--- BEGIN Record set ---

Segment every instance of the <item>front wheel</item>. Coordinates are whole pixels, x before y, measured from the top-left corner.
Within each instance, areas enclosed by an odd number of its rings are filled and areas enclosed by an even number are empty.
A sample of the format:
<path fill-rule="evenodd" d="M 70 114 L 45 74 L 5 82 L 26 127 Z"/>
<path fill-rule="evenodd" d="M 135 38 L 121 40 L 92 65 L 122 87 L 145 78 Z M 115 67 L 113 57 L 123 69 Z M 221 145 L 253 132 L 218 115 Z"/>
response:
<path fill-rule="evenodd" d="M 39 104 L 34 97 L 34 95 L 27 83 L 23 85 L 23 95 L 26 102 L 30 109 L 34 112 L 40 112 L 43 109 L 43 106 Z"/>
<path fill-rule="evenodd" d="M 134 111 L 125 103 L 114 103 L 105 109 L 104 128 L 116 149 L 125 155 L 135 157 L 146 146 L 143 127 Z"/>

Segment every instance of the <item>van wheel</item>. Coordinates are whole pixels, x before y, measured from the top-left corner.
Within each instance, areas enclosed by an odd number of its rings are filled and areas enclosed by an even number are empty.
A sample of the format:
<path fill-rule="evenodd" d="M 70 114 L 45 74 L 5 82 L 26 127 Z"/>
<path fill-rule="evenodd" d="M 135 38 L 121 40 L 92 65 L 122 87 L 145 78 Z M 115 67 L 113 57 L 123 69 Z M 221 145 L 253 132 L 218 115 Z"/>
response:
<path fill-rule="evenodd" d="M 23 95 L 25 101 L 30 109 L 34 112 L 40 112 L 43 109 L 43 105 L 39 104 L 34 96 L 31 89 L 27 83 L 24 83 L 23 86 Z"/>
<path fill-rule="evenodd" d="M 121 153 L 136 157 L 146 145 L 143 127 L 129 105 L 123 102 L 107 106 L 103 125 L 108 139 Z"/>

--- END Record set ---
--- BEGIN Record set ---

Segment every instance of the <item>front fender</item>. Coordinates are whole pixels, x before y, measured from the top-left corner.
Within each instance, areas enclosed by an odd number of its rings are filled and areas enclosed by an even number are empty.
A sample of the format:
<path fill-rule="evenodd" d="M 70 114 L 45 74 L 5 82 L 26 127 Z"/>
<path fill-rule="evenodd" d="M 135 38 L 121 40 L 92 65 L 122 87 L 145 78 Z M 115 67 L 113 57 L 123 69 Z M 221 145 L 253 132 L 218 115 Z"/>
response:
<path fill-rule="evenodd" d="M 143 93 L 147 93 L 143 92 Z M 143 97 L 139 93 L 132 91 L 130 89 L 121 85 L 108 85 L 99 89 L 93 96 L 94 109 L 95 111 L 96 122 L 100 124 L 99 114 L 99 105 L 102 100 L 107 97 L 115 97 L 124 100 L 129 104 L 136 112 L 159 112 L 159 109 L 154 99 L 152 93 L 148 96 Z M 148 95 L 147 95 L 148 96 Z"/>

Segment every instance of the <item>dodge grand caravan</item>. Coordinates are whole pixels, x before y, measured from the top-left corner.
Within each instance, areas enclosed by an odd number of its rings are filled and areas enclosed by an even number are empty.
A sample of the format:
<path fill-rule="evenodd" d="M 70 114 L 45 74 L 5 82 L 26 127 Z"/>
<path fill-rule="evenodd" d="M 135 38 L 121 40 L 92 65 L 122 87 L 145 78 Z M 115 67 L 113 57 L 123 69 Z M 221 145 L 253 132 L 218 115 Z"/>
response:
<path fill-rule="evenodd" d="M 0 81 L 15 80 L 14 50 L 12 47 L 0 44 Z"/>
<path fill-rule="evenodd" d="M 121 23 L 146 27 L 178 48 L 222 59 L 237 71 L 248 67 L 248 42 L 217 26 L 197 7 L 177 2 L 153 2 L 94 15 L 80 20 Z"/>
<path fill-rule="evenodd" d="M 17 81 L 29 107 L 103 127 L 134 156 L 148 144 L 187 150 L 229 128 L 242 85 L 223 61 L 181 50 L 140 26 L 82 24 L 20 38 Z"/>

--- END Record set ---
--- BEGIN Record set ---

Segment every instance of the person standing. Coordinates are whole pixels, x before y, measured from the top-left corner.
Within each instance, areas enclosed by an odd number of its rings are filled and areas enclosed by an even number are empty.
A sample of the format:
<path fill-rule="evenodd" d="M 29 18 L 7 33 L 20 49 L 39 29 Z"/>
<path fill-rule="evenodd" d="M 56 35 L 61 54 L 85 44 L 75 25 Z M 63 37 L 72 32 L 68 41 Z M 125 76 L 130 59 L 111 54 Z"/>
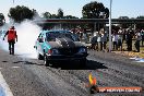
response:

--- END Record set ---

**Exercise**
Convert the lines from the one containing "Segment every instance of the <item>front wheel</item>." through the one containing "134 111 L 125" into a Markdown table with the columns Row and Line, leaving out any blank lines.

**Correct result**
| Row | Line |
|---|---|
| 1 | Segment every instance of the <item>front wheel</item>. Coordinates are whole pixels, x before y, measured from the top-left corner. |
| 2 | Within each instance, areas enclosed by an odd number of its rings are filled and areas enclosed by an even number are empty. |
| 3 | A sample of the format: |
| 4 | <path fill-rule="evenodd" d="M 70 114 L 45 74 L 5 82 L 26 127 Z"/> |
| 5 | <path fill-rule="evenodd" d="M 135 38 L 121 40 L 92 65 L 122 87 L 145 78 Z M 115 67 L 113 57 L 123 69 Z M 221 145 L 253 132 L 218 115 Z"/> |
| 6 | response: |
| 7 | <path fill-rule="evenodd" d="M 39 104 L 34 97 L 34 95 L 27 83 L 23 85 L 23 95 L 26 102 L 30 109 L 34 112 L 40 112 L 43 109 L 43 106 Z"/> |
| 8 | <path fill-rule="evenodd" d="M 134 111 L 125 103 L 114 103 L 105 109 L 104 128 L 116 149 L 125 155 L 135 157 L 146 146 L 143 127 Z"/> |